Short problem A:
Answer these questions from the findings section on two Indonesian Islamic schools.
(i) At what time each school day do students at MAN 1 Banjarnegara sing Indonesia Raya?
(ii) How often does the "Jumat Berkah" program bring students together?
(iii) What is the central curriculum text of MA Wathaniyah Islamiyah Kebarongan?

Page extract:
┄┄┄┄┄┄

5. Findings And Discussion

5.1 MAN 1 Banjarnegara: Intra-Islamic Pluralism as a Living Laboratory

MAN 1 Banjarnegara is, to the best of the researchers' knowledge, the only state Madrasah Aliyah in Indonesia that demonstrably maintains active students from four distinct Islamic mass organisations within a single, integrated community. This demographic uniqueness is not accidental; it is the product of a deliberate admissions policy sustained over more than two decades. The school principal stated clearly: "We do not regard difference as a problem, but as an asset. When students from NU, Muhammadiyah, LDII, and Persis sit together in the same classroom, they learn moderation not from a textbook, but from life itself."

Two ritual practices form the heart of MAN 1 Banjarnegara's lived curriculum. The first is the congregational Dhuhr prayer, attended by all members of the madrasah community without exception. Prayer rows are not segregated by organisational affiliation; the role of imam is rotated among teachers and senior students from various affiliations; and the madrasah deliberately adopts prayer practices that are mutually accepted, avoiding disputes over qunut or hand position. This is not a theological compromise it is a daily embodied practice of tawfiq (harmonisation), taught through the body rather than merely through the mind.

The second is the singing of the national anthem Indonesia Raya at precisely 10:00 a.m. each school day, accompanied by a brief moment of tafakkur (reflection). This practice which the researchers term "reflective nationalism ritual" simultaneously operationalises the Love of the Homeland (LBC Panca Cinta) and the principle of Love of Nation within Religious Moderation. Students do not merely sing; they are asked to reflect on the meaning of citizenship from the perspective of faith: "Loving Indonesia is part of our faith. The Prophet taught love of homeland as an expression of iman" (student informant, interview 2025).

At the level of the formal curriculum, MAN 1 Banjarnegara has developed what can be termed a compassion-centred comparative fiqh pedagogy: a PAI approach that teaches masa'il khilafiyyah (contested jurisprudential issues) not to determine who is correct, but to cultivate intellectual tolerance, the capacity for tarjih (weighing competing scholarly opinions), and empathy toward the diversity of ijtihad methodologies. The "Jumat Berkah" (Blessed Friday) programme which weekly brings together students from all four affiliations in a single integrated event covering social service, environmental stewardship, religious study, and cultural arts represents the crystallisation point of all five Panca Cinta dimensions within a single activity.

5.2 MA Wathaniyah Islamiyah Kebarongan: Salafi Moderation Firm in Doctrine, Gentle in Social Conduct

MA Wathaniyah Islamiyah Kebarongan presents the most theoretically sophisticated challenge — and solution in this study. The text Fath al-Majid Sharh Kitab al-Tawhid by Abdurrahman ibn Hasan ibn Muhammad ibn Abd al-Wahhab the central curriculum text of this institution is frequently identified in popular discourse with theological exclusivism. Fieldwork findings, however, reveal a considerably more nuanced reality: this pesantren operationalises what this study terms "Bifurcated Salafi Moderation" a model of moderation that draws a sharp distinction between the domain of aqidah (in which doctrinal firmness is maintained) and the domain of mu'amalah (in which social inclusivism is actively practised).

┄┄┄┄┄┄

Records to process:
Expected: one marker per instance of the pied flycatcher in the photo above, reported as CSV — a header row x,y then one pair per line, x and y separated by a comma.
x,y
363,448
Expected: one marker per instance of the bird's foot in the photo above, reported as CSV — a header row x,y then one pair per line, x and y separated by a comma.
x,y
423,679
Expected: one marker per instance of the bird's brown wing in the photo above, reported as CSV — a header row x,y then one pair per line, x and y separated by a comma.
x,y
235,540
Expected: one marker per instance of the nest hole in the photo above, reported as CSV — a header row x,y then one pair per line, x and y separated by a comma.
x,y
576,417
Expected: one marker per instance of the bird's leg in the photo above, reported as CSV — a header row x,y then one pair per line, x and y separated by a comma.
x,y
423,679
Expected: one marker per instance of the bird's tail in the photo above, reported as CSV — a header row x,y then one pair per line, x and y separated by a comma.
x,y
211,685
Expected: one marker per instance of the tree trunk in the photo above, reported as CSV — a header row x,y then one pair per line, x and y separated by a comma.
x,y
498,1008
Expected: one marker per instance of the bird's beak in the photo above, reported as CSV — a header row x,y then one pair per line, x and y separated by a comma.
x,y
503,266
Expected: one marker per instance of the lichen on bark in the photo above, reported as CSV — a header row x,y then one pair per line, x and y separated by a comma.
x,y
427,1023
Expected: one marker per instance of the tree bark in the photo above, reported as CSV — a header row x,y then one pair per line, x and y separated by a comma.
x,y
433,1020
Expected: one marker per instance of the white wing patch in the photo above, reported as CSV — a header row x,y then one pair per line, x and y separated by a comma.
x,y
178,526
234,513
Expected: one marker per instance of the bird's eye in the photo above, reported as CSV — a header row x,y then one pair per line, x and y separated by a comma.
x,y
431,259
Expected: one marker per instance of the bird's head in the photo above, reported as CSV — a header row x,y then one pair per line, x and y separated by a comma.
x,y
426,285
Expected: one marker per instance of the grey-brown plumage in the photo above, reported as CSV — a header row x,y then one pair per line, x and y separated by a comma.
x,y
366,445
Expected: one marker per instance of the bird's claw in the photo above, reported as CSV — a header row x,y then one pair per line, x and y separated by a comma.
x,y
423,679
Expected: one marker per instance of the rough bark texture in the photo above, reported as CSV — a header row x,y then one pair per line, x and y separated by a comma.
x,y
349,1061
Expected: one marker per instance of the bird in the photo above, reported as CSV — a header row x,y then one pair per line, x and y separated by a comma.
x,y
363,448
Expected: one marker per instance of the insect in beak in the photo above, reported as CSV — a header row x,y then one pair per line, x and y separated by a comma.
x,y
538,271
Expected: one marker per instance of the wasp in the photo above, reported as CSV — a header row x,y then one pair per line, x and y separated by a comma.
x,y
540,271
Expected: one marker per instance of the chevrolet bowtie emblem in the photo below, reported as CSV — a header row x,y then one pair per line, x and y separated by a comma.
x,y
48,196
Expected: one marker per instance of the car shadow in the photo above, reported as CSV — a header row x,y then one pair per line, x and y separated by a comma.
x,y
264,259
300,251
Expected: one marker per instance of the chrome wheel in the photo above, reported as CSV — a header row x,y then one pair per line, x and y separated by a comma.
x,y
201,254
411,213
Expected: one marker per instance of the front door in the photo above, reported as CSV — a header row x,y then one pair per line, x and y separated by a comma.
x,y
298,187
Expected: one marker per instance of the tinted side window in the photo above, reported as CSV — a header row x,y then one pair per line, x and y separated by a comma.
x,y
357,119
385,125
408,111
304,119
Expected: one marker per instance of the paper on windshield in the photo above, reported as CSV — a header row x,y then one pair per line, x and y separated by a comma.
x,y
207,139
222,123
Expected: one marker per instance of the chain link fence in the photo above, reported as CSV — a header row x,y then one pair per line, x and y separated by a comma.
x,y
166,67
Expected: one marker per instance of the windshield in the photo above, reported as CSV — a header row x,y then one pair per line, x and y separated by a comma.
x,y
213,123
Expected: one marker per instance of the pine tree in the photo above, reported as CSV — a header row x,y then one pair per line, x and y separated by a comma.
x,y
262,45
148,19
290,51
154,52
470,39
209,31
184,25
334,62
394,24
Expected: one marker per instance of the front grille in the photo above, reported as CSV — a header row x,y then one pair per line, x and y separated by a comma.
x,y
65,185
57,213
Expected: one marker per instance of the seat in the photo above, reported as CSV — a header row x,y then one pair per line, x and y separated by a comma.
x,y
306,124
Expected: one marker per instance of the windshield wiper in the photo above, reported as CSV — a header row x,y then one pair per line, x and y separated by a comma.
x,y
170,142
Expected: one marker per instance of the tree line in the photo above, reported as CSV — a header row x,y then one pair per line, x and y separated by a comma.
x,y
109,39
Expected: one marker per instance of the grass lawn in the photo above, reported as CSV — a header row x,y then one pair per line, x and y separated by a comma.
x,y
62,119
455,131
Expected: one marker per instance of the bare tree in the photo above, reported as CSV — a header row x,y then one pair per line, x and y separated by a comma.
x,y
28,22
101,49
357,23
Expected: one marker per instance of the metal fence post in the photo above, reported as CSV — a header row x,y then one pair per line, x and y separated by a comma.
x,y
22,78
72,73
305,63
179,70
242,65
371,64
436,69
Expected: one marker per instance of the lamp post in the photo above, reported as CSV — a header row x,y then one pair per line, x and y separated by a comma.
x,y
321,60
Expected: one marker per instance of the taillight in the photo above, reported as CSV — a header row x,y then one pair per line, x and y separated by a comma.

┄┄┄┄┄┄

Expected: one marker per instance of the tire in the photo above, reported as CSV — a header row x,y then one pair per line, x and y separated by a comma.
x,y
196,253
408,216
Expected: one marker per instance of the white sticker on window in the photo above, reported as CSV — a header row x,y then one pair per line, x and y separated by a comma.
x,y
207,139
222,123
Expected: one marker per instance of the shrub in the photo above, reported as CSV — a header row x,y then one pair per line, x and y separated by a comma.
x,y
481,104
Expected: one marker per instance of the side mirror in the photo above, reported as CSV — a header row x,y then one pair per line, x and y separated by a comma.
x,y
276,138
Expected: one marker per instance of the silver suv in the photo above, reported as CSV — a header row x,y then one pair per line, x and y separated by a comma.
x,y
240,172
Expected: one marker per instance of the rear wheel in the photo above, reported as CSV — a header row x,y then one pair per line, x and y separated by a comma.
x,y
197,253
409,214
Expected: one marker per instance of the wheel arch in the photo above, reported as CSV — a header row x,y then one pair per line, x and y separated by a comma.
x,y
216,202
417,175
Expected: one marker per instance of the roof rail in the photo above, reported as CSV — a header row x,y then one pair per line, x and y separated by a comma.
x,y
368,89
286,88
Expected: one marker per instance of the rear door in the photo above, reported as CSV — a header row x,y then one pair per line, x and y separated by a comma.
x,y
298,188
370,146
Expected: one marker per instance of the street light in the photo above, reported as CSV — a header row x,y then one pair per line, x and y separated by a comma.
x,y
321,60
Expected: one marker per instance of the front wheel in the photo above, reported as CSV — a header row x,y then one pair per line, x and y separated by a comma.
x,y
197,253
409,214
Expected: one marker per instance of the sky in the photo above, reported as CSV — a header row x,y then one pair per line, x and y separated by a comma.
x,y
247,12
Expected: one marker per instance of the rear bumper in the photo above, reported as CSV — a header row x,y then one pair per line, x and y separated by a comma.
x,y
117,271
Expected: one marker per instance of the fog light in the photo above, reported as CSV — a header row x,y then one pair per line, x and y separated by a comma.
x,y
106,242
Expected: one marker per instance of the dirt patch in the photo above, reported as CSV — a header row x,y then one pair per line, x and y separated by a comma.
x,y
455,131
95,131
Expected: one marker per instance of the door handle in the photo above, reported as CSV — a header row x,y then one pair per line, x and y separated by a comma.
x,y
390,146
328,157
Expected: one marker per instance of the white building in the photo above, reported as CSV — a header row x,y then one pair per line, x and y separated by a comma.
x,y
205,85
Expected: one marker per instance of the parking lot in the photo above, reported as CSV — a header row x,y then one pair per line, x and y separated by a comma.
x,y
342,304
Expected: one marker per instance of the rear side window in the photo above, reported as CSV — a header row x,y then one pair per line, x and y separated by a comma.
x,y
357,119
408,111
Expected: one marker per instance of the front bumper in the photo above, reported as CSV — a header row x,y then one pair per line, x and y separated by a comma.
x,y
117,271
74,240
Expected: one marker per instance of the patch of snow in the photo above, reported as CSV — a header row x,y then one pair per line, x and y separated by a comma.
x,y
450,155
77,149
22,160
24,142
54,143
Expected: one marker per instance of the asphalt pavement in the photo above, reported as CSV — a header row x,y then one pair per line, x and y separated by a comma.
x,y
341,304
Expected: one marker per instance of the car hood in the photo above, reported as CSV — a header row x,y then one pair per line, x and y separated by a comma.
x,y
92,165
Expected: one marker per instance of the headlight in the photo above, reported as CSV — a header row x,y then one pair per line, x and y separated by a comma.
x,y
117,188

┄┄┄┄┄┄

Short problem B: Find every line in the records that contains the word "shrub", and copy each of those lines. Case counts.

Expected answer A:
(i) At 10:00 a.m.
(ii) Weekly.
(iii) Fath al-Majid Sharh Kitab al-Tawhid.

Expected answer B:
Expected: one marker per instance of the shrub in the photo above, reported as CSV — a header row x,y then one pair per line, x and y separated by a comma.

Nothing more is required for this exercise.